»»

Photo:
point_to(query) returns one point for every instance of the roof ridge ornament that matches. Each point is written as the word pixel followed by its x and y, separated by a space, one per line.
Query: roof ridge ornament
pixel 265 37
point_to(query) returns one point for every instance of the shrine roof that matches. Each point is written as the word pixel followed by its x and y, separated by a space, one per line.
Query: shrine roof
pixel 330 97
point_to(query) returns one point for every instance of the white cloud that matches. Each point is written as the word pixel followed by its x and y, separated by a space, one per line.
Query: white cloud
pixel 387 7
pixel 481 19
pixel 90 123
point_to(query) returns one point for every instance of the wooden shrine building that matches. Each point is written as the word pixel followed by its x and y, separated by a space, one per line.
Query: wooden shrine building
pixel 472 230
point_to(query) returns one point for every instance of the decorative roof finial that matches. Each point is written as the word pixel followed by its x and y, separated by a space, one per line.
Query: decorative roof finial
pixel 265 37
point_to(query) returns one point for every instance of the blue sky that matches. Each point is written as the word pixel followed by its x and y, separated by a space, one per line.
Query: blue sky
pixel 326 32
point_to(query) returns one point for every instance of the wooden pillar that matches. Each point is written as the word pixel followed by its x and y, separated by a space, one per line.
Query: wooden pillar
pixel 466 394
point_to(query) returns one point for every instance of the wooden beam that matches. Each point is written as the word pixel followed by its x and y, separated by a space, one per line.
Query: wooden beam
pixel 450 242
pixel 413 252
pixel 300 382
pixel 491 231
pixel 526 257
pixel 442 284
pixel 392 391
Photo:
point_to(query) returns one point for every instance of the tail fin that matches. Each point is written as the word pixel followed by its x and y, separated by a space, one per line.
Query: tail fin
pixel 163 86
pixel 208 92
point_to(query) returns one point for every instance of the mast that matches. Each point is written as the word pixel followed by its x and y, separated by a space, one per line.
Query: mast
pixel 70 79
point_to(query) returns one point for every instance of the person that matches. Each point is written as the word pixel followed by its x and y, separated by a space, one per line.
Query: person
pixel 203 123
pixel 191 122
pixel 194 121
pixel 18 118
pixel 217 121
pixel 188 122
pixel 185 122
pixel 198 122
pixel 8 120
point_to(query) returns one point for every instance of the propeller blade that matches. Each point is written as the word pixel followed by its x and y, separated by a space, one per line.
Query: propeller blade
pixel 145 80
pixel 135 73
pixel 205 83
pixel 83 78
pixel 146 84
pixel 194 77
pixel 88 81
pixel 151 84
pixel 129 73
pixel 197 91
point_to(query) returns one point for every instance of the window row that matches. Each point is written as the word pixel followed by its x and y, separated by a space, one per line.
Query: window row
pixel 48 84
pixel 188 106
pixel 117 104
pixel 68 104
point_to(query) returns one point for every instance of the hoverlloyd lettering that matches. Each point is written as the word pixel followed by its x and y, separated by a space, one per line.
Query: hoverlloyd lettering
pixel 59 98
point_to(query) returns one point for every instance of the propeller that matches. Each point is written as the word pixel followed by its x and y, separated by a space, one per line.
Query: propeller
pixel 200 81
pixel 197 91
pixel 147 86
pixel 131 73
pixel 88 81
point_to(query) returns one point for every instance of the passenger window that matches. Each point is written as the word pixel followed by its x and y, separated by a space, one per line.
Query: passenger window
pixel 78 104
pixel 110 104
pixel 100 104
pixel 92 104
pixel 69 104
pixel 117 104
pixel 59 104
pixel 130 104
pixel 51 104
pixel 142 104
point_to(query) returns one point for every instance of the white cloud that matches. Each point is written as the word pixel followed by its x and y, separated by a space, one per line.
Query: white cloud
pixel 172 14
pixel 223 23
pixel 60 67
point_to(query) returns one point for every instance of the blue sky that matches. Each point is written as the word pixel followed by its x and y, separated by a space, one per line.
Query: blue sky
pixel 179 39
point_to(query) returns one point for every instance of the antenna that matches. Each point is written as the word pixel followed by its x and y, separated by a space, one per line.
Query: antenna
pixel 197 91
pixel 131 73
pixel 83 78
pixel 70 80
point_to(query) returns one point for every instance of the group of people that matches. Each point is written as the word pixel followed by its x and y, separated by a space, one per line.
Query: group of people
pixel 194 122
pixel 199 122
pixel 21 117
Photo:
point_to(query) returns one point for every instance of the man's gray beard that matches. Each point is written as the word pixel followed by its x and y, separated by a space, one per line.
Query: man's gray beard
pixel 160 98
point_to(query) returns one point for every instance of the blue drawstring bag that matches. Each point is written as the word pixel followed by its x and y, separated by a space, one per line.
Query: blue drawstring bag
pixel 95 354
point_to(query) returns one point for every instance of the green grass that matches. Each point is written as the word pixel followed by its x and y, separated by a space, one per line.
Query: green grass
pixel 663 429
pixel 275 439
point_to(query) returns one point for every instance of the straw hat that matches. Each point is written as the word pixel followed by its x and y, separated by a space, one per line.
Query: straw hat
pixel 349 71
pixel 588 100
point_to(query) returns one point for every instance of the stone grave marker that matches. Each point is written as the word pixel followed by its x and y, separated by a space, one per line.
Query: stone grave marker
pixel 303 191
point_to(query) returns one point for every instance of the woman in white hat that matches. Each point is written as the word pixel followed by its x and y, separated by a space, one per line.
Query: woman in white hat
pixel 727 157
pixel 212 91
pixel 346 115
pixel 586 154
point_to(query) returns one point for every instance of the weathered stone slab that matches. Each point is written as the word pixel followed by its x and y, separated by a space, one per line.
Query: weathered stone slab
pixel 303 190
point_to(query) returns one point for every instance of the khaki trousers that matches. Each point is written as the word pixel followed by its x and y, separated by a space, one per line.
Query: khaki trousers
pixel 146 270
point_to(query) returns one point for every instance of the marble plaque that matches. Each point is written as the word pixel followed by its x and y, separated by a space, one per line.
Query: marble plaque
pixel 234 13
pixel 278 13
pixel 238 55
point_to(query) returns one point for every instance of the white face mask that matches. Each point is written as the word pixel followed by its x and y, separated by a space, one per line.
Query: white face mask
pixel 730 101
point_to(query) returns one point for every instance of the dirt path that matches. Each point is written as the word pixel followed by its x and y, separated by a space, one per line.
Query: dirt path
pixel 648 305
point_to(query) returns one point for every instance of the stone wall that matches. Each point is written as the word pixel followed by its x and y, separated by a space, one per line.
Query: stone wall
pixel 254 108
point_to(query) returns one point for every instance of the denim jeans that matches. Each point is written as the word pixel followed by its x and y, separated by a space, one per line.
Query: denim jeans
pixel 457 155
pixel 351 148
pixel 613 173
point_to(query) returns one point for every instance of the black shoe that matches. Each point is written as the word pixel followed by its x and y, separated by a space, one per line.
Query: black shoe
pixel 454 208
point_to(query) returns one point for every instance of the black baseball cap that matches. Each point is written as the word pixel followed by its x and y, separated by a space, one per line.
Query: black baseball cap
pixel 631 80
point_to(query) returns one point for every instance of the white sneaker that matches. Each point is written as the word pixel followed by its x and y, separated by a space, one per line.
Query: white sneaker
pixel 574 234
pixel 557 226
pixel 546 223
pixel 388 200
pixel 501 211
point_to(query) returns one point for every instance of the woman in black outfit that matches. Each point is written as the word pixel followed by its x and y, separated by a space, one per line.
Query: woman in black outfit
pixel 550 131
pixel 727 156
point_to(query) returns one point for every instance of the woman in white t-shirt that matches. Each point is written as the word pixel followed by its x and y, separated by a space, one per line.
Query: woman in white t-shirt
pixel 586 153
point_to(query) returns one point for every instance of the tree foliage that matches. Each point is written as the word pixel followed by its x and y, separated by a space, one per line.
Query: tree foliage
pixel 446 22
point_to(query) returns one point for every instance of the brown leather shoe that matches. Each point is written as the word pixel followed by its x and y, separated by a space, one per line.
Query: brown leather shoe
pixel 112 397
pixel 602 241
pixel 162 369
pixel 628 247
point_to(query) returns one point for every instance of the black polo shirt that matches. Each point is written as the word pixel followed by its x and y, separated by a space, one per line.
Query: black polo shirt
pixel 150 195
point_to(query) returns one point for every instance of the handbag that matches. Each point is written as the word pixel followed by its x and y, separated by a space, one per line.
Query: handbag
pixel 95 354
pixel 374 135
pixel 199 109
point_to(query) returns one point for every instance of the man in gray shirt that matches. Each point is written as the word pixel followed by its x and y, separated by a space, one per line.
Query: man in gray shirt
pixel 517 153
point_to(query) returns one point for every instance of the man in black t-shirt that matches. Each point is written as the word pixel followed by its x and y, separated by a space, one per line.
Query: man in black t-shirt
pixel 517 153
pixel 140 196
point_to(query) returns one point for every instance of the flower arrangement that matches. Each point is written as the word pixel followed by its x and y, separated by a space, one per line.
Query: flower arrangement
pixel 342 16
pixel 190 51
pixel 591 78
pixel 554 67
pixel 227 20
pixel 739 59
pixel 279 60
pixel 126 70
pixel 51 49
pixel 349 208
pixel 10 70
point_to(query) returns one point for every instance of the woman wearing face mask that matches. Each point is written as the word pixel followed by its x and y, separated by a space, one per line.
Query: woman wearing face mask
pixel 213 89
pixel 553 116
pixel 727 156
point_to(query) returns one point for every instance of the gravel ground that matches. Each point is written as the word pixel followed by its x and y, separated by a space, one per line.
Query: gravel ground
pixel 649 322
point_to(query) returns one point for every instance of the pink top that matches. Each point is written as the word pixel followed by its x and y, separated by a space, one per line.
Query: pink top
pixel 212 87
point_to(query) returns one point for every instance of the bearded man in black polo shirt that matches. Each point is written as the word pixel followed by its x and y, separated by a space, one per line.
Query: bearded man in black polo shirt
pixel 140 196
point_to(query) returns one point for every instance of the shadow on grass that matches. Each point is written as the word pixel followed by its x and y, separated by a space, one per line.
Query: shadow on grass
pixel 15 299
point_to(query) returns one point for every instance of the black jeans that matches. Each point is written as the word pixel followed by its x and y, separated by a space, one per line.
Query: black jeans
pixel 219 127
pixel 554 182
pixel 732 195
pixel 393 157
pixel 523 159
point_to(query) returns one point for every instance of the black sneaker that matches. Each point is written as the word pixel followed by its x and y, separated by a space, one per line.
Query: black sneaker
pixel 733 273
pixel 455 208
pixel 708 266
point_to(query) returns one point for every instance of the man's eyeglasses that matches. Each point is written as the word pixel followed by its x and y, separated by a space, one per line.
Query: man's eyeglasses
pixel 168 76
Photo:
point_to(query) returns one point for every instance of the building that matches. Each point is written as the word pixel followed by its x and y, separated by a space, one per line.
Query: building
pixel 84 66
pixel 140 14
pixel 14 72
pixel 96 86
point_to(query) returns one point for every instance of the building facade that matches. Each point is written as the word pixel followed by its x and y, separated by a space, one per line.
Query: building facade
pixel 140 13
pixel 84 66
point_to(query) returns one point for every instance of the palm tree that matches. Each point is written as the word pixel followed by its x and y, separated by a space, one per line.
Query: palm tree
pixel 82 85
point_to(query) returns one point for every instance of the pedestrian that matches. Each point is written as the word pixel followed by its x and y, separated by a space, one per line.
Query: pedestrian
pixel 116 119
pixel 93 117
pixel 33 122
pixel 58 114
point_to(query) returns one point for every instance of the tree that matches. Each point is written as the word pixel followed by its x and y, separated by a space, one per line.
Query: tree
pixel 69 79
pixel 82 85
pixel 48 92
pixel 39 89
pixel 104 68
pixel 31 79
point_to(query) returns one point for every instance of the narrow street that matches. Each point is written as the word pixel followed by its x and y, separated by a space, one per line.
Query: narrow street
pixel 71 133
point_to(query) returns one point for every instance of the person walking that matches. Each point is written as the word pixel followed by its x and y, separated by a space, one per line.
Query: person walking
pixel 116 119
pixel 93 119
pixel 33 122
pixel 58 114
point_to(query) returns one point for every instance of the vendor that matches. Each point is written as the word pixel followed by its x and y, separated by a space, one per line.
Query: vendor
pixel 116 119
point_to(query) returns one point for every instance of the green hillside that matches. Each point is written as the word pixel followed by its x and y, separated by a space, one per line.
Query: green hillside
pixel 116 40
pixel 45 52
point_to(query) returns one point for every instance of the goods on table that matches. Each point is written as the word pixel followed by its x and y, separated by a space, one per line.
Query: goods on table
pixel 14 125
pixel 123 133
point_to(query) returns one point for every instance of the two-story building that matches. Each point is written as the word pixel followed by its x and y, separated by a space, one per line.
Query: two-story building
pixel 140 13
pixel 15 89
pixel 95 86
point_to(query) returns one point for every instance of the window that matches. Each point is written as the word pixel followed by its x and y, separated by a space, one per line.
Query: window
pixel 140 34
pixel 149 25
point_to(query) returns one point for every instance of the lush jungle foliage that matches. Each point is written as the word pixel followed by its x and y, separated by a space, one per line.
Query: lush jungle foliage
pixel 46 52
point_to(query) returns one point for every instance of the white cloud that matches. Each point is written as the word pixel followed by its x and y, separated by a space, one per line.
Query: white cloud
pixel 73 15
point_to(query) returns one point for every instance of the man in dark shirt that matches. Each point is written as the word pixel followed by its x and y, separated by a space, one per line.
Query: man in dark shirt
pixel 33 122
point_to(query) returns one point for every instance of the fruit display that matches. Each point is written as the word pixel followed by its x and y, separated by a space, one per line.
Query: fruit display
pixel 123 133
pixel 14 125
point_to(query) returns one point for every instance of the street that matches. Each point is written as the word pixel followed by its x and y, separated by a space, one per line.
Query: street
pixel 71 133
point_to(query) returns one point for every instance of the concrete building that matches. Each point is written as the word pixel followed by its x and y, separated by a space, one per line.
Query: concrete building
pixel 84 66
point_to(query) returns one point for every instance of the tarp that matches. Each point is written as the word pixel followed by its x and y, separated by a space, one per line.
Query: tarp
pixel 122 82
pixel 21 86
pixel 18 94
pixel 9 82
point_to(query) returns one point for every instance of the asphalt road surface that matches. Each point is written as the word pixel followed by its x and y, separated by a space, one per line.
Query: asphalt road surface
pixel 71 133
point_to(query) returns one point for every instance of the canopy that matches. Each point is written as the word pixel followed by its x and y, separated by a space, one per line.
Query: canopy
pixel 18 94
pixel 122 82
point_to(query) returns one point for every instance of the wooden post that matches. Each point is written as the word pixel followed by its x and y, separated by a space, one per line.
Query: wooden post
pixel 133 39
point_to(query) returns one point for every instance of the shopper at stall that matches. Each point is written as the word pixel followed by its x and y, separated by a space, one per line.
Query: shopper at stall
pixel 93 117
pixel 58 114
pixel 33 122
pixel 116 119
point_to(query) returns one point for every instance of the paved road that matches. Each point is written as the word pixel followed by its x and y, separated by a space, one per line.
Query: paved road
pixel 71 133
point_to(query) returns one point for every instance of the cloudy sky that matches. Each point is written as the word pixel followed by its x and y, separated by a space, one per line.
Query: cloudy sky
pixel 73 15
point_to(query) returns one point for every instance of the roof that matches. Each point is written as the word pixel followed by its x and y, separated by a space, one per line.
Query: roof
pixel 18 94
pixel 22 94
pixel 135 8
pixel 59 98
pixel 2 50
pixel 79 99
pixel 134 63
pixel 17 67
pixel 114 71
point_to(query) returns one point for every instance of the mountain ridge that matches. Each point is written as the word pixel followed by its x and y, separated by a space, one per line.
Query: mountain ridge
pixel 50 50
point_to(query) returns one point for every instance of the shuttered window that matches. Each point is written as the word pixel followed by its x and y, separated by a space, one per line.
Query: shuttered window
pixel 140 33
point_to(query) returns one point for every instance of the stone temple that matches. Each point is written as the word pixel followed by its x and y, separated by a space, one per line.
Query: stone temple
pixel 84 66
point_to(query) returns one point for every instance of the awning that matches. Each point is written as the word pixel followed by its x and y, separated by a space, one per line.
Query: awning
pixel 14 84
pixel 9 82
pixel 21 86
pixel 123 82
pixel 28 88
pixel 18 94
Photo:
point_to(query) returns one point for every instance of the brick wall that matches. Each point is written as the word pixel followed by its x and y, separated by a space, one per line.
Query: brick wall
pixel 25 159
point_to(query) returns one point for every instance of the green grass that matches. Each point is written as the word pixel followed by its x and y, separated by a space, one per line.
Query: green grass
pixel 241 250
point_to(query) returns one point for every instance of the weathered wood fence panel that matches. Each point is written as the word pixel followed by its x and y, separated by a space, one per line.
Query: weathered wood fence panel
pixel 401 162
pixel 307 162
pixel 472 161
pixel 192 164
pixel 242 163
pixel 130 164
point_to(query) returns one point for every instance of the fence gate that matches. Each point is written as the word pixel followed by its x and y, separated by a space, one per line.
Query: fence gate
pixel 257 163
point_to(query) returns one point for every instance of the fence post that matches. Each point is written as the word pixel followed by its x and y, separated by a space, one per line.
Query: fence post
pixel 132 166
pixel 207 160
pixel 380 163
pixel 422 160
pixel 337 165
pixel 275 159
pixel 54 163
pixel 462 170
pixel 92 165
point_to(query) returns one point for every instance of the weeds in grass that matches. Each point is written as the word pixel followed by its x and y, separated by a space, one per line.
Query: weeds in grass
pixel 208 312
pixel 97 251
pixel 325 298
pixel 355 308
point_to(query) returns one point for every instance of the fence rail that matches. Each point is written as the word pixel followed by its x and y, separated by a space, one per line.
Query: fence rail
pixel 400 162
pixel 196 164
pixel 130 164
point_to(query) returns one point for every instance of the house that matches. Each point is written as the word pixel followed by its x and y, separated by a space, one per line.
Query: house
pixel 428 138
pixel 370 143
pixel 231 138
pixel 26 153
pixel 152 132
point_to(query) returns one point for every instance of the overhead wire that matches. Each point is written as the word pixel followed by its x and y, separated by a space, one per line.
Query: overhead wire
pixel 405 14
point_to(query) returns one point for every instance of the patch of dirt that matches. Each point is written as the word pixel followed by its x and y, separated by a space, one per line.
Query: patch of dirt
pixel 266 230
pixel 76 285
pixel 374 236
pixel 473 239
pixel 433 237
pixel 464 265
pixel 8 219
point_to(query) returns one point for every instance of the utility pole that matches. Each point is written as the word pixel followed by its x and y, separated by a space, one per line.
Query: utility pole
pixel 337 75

««

* [Action item] Given the records above, return exactly the lines starting at the line containing "Query: shuttered window" and ending at the line containing "of the awning", including both.

* [Answer box]
Query: shuttered window
pixel 140 33
point_to(query) returns one point for every instance of the stone temple that matches. Each point is written as the word pixel followed by its x and y, separated by a space, one per line.
Query: stone temple
pixel 84 66
point_to(query) returns one point for every instance of the awning that matches. Each point is written as the word pixel followed by its x and y, separated by a space, one per line.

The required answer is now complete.